• [WHAT IS EXPECTED] Please copy every line of the data from its start through the line holding "[[[1,0],[0,94],[66,72],[99,78],[102,56],[255,11],[256,0]]]", inclusive, offsetting each coordinate in the answers by 131 and leaving all other text unchanged.

[BEGIN ROWS]

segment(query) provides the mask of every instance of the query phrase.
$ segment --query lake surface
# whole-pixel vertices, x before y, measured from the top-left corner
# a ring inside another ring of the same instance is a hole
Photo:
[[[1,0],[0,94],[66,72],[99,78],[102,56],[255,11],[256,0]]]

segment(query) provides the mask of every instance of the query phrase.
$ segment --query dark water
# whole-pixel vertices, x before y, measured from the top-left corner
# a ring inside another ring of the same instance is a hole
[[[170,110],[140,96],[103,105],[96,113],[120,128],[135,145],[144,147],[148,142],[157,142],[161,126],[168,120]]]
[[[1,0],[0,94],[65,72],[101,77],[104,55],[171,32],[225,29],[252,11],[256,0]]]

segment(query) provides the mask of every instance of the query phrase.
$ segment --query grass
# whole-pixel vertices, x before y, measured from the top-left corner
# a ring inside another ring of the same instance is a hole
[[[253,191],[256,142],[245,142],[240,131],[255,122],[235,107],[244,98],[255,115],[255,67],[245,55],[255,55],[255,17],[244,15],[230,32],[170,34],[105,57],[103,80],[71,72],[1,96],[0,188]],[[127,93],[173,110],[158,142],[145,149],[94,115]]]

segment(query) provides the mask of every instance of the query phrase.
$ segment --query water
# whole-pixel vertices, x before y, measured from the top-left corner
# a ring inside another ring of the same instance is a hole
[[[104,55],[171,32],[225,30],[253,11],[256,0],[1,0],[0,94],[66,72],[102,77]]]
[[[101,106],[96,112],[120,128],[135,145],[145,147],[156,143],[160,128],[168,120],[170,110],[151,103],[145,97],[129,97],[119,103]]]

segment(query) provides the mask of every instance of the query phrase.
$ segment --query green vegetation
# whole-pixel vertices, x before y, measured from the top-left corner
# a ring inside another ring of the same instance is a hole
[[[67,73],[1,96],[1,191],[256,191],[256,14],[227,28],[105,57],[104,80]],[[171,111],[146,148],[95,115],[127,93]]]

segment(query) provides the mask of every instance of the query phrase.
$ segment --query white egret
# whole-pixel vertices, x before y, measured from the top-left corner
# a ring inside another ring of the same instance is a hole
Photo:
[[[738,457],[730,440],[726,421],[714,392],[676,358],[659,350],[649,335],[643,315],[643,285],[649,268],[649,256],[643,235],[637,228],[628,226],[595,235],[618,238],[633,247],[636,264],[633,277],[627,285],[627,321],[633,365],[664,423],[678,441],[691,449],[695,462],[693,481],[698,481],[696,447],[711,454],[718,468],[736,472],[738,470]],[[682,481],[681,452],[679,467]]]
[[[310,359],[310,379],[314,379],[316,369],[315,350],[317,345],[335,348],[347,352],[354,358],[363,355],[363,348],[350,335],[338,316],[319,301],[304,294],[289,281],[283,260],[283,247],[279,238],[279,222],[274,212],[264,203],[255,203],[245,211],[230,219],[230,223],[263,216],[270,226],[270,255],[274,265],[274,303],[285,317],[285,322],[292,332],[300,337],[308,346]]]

[END ROWS]

• [FINAL RESULT]
segment(query) provides the mask of every instance of the query phrase.
$ segment --query lake surface
# whole-pixel vertices, x before y, measured from the top-left corner
# a ring inside another ring of the same instance is a hole
Photo:
[[[132,131],[131,225],[197,203],[230,209],[233,187],[386,142],[387,131]]]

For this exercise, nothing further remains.